# [What the task requires]
A word-for-word copy of the records below is required.

Dataset items
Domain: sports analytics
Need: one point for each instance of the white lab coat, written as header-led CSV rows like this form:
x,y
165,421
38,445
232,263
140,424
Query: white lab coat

# [Written reply]
Domain: sports analytics
Need: one point for each instance of the white lab coat, written as header-led CSV rows like this form:
x,y
165,421
38,445
232,263
140,424
Query: white lab coat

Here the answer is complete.